## Requirement
Please copy the job description below word for word, starting at the words "Who does the" and stopping after "measurable learning outcomes.".

## Passage given
## begin

Educational Technology Specialist
An Educational Technology Specialist supports faculty, staff, and students in the effective use of technology in education, working at the intersection of pedagogy and technology to make digital learning genuinely work. This is a sample job description from Excelon Associates that you can adapt as a template for your own hire.
What does an Educational Technology Specialist do?
An Educational Technology Specialist enhances digital learning environments by supporting faculty, staff, and students in the integration and effective use of technology in education. The role researches, implements, and maintains instructional technology solutions that align with institutional goals and promote innovative teaching and learning strategies.
Operating at the intersection of pedagogy and technology, the Educational Technology Specialist is both a practitioner and a consultant: someone who understands how people learn, knows which tools actually support that learning, and can translate both for faculty who are time-pressed and skeptical of change. It is a collaborative, service-oriented role with genuine influence over how a Tier 1 university delivers education in an increasingly digital environment, part of the broader higher education technology function.
A learning management system (LMS) such as Canvas, Blackboard, or Moodle is the platform a university uses to deliver and manage courses online. Instructional design is the practice of building learning experiences grounded in how people learn. WCAG (Web Content Accessibility Guidelines) is the standard for accessible digital content, supporting ADA compliance.
Who does the Educational Technology Specialist work with?
Key responsibilities of an Educational Technology Specialist
- Assist faculty and staff in selecting, piloting, and implementing educational technology tools that enhance student engagement, participation, and measurable learning outcomes.

## end

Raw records
## begin

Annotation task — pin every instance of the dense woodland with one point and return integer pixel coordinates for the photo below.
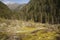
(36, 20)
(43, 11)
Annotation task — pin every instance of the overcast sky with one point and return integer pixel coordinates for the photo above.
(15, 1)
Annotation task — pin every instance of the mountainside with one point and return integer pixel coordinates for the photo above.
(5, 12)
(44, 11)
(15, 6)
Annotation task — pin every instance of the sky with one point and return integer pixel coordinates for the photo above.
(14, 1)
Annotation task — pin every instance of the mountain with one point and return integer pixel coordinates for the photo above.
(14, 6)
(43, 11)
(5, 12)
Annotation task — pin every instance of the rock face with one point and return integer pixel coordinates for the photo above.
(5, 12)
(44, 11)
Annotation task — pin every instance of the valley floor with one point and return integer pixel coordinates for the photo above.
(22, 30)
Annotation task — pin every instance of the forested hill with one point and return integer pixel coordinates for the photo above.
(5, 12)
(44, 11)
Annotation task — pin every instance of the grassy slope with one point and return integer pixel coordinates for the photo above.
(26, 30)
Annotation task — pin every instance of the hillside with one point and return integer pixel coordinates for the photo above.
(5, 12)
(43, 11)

## end
## begin

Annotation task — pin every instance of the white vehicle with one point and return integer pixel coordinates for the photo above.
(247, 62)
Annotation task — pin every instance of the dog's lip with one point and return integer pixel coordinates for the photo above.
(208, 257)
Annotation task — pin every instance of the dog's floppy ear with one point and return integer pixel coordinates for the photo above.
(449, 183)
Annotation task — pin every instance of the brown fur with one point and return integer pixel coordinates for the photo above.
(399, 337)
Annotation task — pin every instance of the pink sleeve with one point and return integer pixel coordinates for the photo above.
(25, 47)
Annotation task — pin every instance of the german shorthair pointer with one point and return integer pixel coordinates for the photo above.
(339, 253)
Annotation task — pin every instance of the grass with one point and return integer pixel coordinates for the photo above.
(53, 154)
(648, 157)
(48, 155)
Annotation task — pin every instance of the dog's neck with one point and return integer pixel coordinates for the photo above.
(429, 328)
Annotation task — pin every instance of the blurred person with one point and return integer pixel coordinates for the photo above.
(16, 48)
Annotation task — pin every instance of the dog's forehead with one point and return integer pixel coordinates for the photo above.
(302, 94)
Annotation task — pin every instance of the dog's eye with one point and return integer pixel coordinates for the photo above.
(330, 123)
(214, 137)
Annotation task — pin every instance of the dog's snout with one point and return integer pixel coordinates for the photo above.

## end

## Exercise answer
Who does the Educational Technology Specialist work with?
Key responsibilities of an Educational Technology Specialist
- Assist faculty and staff in selecting, piloting, and implementing educational technology tools that enhance student engagement, participation, and measurable learning outcomes.